The whole listing must be returned exactly, with no line missing.

++++++

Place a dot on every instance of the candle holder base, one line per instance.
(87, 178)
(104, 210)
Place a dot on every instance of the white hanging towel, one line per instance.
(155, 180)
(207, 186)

++++++

SOLUTION TO THE PROBLEM:
Place a dot on every instance of the candle holder base, one line per instance.
(87, 178)
(104, 210)
Place a dot on every instance of the white hanging towel, one line per instance.
(155, 180)
(207, 186)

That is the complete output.